### Brief
Rewrite all the lines below as a numbered list, skipping any blank lines and omitting the pictures.
## start Task input
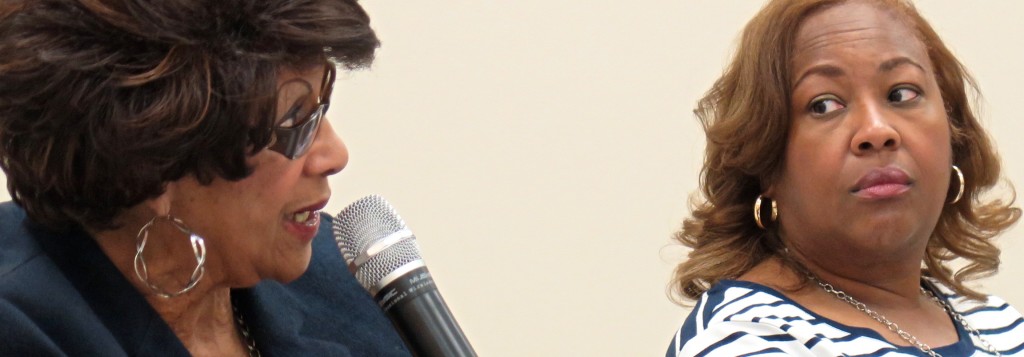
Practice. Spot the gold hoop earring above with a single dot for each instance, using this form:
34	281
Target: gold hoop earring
960	192
199	248
757	211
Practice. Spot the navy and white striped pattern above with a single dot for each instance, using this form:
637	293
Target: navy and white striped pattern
740	318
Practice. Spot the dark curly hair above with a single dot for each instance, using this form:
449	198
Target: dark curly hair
102	102
745	117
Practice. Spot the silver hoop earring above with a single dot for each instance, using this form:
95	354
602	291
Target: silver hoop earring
960	192
199	248
757	211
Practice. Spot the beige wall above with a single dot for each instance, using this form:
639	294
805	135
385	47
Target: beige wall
543	150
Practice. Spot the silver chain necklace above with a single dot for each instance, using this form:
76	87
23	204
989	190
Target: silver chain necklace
896	329
247	338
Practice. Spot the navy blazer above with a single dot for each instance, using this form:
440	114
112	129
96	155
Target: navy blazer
59	295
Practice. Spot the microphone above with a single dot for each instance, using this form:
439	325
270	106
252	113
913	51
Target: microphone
383	255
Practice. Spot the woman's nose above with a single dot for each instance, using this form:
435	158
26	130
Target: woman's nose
875	131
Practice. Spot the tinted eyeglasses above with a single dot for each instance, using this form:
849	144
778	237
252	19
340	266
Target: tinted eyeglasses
295	139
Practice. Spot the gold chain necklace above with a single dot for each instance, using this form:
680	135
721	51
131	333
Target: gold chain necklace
247	338
896	329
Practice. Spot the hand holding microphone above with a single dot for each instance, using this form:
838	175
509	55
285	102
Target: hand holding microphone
385	259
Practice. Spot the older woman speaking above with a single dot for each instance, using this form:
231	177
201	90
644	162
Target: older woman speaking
169	160
843	174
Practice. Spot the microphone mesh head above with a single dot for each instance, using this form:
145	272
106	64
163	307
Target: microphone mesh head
365	222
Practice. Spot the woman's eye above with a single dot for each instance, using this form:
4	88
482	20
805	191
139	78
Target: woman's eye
825	105
902	94
289	119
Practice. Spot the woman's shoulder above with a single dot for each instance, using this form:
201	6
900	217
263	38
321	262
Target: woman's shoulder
16	244
740	317
994	318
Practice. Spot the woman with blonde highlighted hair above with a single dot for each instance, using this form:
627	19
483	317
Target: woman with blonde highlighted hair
843	174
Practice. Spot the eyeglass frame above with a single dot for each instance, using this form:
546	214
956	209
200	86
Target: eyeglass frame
295	141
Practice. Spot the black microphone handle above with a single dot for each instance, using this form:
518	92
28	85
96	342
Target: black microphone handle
423	320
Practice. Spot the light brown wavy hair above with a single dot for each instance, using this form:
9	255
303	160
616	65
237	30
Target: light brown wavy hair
104	101
745	117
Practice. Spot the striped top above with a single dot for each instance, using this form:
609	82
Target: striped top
741	318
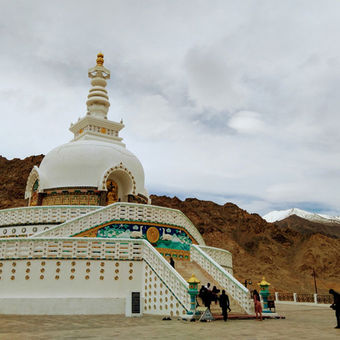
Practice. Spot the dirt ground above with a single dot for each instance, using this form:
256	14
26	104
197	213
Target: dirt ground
302	322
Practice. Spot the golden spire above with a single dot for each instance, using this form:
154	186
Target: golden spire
100	59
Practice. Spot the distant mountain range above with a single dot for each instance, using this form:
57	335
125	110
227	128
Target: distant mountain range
305	222
279	215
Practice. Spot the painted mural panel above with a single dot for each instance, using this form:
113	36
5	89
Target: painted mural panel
158	236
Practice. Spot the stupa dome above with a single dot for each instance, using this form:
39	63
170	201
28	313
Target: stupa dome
94	168
86	163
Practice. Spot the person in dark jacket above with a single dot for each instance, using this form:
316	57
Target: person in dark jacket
225	305
208	296
336	306
215	292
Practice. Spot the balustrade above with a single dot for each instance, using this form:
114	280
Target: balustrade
225	279
43	214
124	211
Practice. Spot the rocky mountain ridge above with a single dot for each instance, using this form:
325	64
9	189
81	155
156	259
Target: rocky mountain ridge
285	254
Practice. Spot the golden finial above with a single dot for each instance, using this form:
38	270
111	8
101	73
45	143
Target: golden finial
100	59
193	279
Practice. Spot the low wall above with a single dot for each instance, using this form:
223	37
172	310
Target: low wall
223	257
62	306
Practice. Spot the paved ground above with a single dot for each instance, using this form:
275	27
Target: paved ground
302	322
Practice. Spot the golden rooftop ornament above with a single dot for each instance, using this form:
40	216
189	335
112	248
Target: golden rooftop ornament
100	59
264	282
193	279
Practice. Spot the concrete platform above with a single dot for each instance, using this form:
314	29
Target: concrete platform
249	317
302	322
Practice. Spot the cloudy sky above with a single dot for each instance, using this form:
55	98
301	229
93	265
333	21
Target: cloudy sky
222	100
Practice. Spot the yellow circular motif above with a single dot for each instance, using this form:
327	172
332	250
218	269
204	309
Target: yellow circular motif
152	234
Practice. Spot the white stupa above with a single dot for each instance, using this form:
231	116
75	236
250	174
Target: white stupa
95	168
89	243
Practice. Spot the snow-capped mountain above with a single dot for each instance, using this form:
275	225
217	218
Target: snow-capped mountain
278	215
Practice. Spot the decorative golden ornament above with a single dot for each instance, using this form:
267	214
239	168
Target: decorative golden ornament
152	235
100	59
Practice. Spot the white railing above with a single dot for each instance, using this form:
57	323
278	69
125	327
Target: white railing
225	279
43	214
124	212
71	248
97	248
175	282
221	256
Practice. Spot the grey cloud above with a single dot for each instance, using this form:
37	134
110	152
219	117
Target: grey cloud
221	99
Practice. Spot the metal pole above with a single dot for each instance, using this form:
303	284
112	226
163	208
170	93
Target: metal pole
314	275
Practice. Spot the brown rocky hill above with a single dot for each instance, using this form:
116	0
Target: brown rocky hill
331	229
284	255
13	177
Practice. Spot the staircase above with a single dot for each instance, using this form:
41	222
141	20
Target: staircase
187	268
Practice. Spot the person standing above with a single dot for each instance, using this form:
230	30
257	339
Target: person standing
208	296
225	305
336	306
172	262
257	304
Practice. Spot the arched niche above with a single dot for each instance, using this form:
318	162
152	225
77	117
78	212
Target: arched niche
33	187
119	183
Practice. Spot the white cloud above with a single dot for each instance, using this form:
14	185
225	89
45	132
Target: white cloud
224	99
247	122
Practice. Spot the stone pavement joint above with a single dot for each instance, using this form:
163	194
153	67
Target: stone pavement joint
302	322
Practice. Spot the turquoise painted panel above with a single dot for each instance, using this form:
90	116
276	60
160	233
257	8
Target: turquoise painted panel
170	238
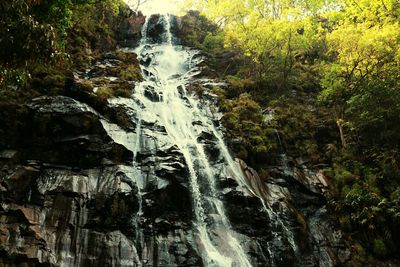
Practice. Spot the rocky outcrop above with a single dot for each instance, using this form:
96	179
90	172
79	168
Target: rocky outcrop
113	185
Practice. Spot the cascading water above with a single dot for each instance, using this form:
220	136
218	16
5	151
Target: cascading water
162	96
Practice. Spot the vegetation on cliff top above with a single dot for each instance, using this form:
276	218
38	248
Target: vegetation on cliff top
328	72
48	40
324	74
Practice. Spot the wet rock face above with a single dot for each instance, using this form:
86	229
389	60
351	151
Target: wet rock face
65	197
81	189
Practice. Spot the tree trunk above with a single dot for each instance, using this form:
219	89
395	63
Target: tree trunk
339	123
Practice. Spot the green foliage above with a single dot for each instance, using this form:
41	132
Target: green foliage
380	249
243	118
330	71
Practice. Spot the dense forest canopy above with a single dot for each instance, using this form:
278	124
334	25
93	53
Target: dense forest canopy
328	72
331	63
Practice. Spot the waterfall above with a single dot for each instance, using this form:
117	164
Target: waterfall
163	97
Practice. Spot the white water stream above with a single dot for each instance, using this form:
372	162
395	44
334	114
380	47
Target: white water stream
170	68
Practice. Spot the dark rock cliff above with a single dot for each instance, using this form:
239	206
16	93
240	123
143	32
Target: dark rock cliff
## end Task input
### The answer
1. Practice. Spot the gold hoop earring above with a single dot for each instance, using this form:
2. 34	281
3. Target: gold hoop earring
4. 960	192
5. 199	248
6. 757	211
7. Practice. Spot the navy and white striped pattern above with a single dot for each instance, using this form:
8. 637	293
9. Target: navy and white striped pattern
10. 740	318
11. Practice. Spot the dark curly hair above with a single dot for each instance, using this form:
12. 449	198
13. Target: dark curly hair
14. 102	102
15. 745	117
16. Practice. Spot the silver hoop earring above with a single dot for each instance, using this form:
17. 95	354
18. 602	291
19. Target: silver hoop earring
20. 960	192
21. 199	248
22. 757	211
23. Practice. Spot the beige wall above with a single dot for each instance, using this form:
24. 639	294
25. 805	135
26. 385	47
27. Target: beige wall
28. 543	150
29. Practice. Spot the silver chain necklace above with a single dot for each instance, using this form:
30. 76	87
31. 23	204
32. 989	190
33. Target: silver chain necklace
34. 896	329
35. 247	338
36. Practice. Spot the navy blazer above with a single dot for each instance, using this form:
37. 440	114
38. 112	129
39. 96	155
40. Target: navy blazer
41. 59	295
42. Practice. Spot the microphone above with a single dot for each instance, using this form:
43. 439	325
44. 270	106
45. 252	113
46. 913	51
47. Target: microphone
48. 383	255
49. Practice. Spot the woman's nose above with a single dot for each instance, using this form:
50. 435	158
51. 26	130
52. Target: woman's nose
53. 875	131
54. Practice. Spot the tinted eyeglasses above with a single dot for each instance, using this form:
55. 849	144
56. 778	237
57. 252	19
58. 340	266
59. Target: tinted eyeglasses
60. 295	139
61. Practice. Spot the gold chain necklace above with a single dot for each instance, using this form:
62. 680	135
63. 721	51
64. 131	333
65. Target: gold chain necklace
66. 247	338
67. 896	329
68. Practice. Spot the hand holding microphone above with a single dot for each instance, using this form:
69. 838	175
70. 509	55
71. 285	102
72. Target: hand holding microphone
73. 385	259
74. Practice. Spot the older woman speaking above with a single dot for each instance, using this form:
75. 231	177
76. 201	90
77. 644	162
78. Target: older woman speaking
79. 169	160
80. 843	174
81. Practice. Spot the microphone mesh head above with a single dot for each instance, using this form:
82. 145	272
83. 106	64
84. 163	307
85. Target: microphone mesh head
86. 365	222
87. Practice. Spot the woman's eye above with a single dot for each instance, using this form:
88. 4	88
89. 482	20
90. 805	191
91. 139	78
92. Target: woman's eye
93. 825	105
94. 902	94
95. 289	119
96. Practice. Spot the woman's shoulder above with a single dot for each instance, using this form:
97. 201	6
98. 900	217
99. 263	38
100. 321	262
101. Target: woman's shoulder
102. 16	244
103. 740	317
104. 994	318
105. Practice. Spot the woman with blonde highlighted hair above with a single dot for each instance, using this form:
106. 627	19
107. 483	317
108. Target: woman with blonde highlighted hair
109. 843	174
110. Practice. Spot the eyeglass frame above with a single dot for each instance, using this form:
111. 546	214
112. 956	209
113. 200	86
114. Target: eyeglass frame
115. 295	141
116. Practice. Spot the black microphone handle above with a single dot for each instance, using this form:
117. 518	92
118. 28	85
119. 96	342
120. Target: black microphone handle
121. 423	320
122. Practice. Spot the light brown wavy hair above with a single dot for each instance, using this form:
123. 9	255
124. 303	160
125. 616	65
126. 237	30
127. Target: light brown wavy hair
128. 104	101
129. 745	117
130. Practice. Spot the striped top above with a single dot for each instance, using this form:
131. 609	82
132. Target: striped top
133. 741	318
134. Practice. Spot the dirt ground above with a single dot for each instance, using this form:
135. 256	14
136. 26	104
137. 197	213
138. Target: dirt ground
139. 302	322
140. Practice. Spot the golden spire above with a single dot for each instance, using this form:
141. 154	186
142. Target: golden spire
143. 100	59
144. Practice. Spot the distant mountain range above with a single dot for each instance, using this form:
145. 57	335
146. 125	110
147. 227	128
148. Target: distant mountain range
149. 305	222
150. 279	215
151. Practice. Spot the painted mural panel above with a single dot for each instance, using this form:
152. 113	36
153. 5	89
154. Target: painted mural panel
155. 158	236
156. Practice. Spot the stupa dome above with a single dot for each instance, using this form:
157. 39	63
158. 170	201
159. 28	313
160. Target: stupa dome
161. 94	168
162. 86	163
163. Practice. Spot the person in dark jacket above with a single dot for each instance, using this form:
164. 316	57
165. Target: person in dark jacket
166. 225	305
167. 208	296
168. 336	306
169. 215	292
170. Practice. Spot the balustrade above with a single dot for each instance, using this form:
171. 114	280
172. Target: balustrade
173. 225	279
174. 43	214
175. 124	211
176. Practice. Spot the rocky mountain ridge above with a single dot for each instance, using this form:
177. 325	64
178. 9	189
179. 81	155
180. 156	259
181. Target: rocky mountain ridge
182. 285	254
183. Practice. Spot the golden finial above with a single dot for each instance, using this form:
184. 38	270
185. 111	8
186. 101	73
187. 45	143
188. Target: golden finial
189. 100	59
190. 193	279
191. Practice. Spot the low wall above with a single dot for each instance, using this form:
192. 223	37
193. 172	310
194. Target: low wall
195. 223	257
196. 62	306
197. Practice. Spot the paved ground above with a single dot for each instance, using this form:
198. 275	27
199. Target: paved ground
200. 302	322
201. Practice. Spot the golden rooftop ornament above with a single dot for each instance, using this form:
202. 40	216
203. 189	335
204. 112	248
205. Target: golden rooftop ornament
206. 100	59
207. 264	282
208. 193	279
209. Practice. Spot the concrete platform above with a single dot for each instance, using this form:
210. 314	29
211. Target: concrete platform
212. 249	317
213. 302	322
214. Practice. Spot the cloudy sky above with a single dot for each instance, using this form:
215. 55	98
216. 301	229
217. 93	265
218. 333	21
219. Target: cloudy sky
220. 222	100
221. Practice. Spot the yellow circular motif above with a single dot for each instance, using this form:
222. 327	172
223. 332	250
224. 218	269
225. 204	309
226. Target: yellow circular motif
227. 152	234
228. Practice. Spot the white stupa above with a single dot for each instance, using this form:
229. 231	116
230. 75	236
231. 250	174
232. Target: white stupa
233. 95	168
234. 89	243
235. Practice. Spot the snow-capped mountain above with a single dot for each instance, using this form:
236. 275	225
237. 217	218
238. Target: snow-capped mountain
239. 278	215
240. Practice. Spot the decorative golden ornament above with a single dot for each instance, using this form:
241. 267	214
242. 239	168
243. Target: decorative golden ornament
244. 152	235
245. 100	59
246. Practice. Spot the white railing above with a single dot for each instance, using this form:
247. 57	323
248. 278	69
249. 125	327
250. Target: white railing
251. 225	279
252. 43	214
253. 124	212
254. 71	248
255. 97	248
256. 175	282
257. 221	256
258. Practice. Spot the grey cloud above with a single dot for each instance, using this form:
259. 37	134
260. 110	152
261. 219	117
262. Target: grey cloud
263. 221	99
264. Practice. Spot the metal pole above with a single dot for each instance, using this form:
265. 303	284
266. 112	226
267. 163	208
268. 170	93
269. Target: metal pole
270. 314	275
271. Practice. Spot the brown rocky hill above with a single dot for each instance, using this form:
272. 116	0
273. Target: brown rocky hill
274. 331	229
275. 284	255
276. 13	177
277. Practice. Spot the staircase above with a single dot for each instance, using this form:
278. 41	222
279. 141	20
280. Target: staircase
281. 187	268
282. Practice. Spot the person standing above with a single dot for each instance, using this form:
283. 230	30
284. 257	339
285. Target: person standing
286. 208	296
287. 225	305
288. 336	306
289. 172	262
290. 257	304
291. Practice. Spot the arched niche above with a single dot for each instance, using this form:
292. 318	162
293. 152	225
294. 77	117
295. 78	212
296. Target: arched niche
297. 33	187
298. 119	183
299. Practice. Spot the white cloud above with a single dot for each instance, using this form:
300. 14	185
301. 225	89
302. 45	132
303. Target: white cloud
304. 224	99
305. 247	122
306. Practice. Spot the stone pavement joint above with a single dot for each instance, using this form:
307. 163	194
308. 153	67
309. Target: stone pavement joint
310. 302	322
311. Practice. Spot the turquoise painted panel above with a single dot for each instance, using this form:
312. 90	116
313. 276	60
314. 160	233
315. 257	8
316. Target: turquoise painted panel
317. 170	238
318. Practice. Spot the rocky outcrop above with a single dot for each instance, using this form:
319. 96	179
320. 90	172
321. 79	168
322. Target: rocky outcrop
323. 113	185
324. Practice. Spot the cascading water above with a single dot for each instance, using this form:
325. 220	136
326. 218	16
327. 5	151
328. Target: cascading water
329. 162	96
330. Practice. Spot the vegetation on cliff top above with a single dot for each instance, using this form:
331. 276	218
332. 38	248
333. Target: vegetation on cliff top
334. 328	72
335. 48	40
336. 324	74
337. Practice. Spot the wet rock face above with a single dot for each instance, using this form:
338. 86	229
339. 389	60
340. 351	151
341. Target: wet rock face
342. 65	197
343. 81	189
344. Practice. Spot the tree trunk above with a single dot for each instance, using this form:
345. 219	89
346. 395	63
347. Target: tree trunk
348. 339	123
349. Practice. Spot the green foliage above with a single dot for each instance, using this form:
350. 41	132
351. Target: green foliage
352. 380	249
353. 243	118
354. 330	71
355. Practice. Spot the dense forest canopy above with a single dot for each instance, using this form:
356. 278	124
357. 334	25
358. 93	53
359. Target: dense forest canopy
360. 328	72
361. 331	63
362. Practice. Spot the waterfall above with a single dot for each instance, using this form:
363. 117	164
364. Target: waterfall
365. 163	97
366. Practice. Spot the white water stream above with a single dot for each instance, using this form:
367. 372	162
368. 395	44
369. 334	114
370. 380	47
371. Target: white water stream
372. 170	68
373. Practice. Spot the dark rock cliff above with a single dot for each instance, using this form:
374. 239	206
375. 16	93
376. 240	123
377. 143	32
378. Target: dark rock cliff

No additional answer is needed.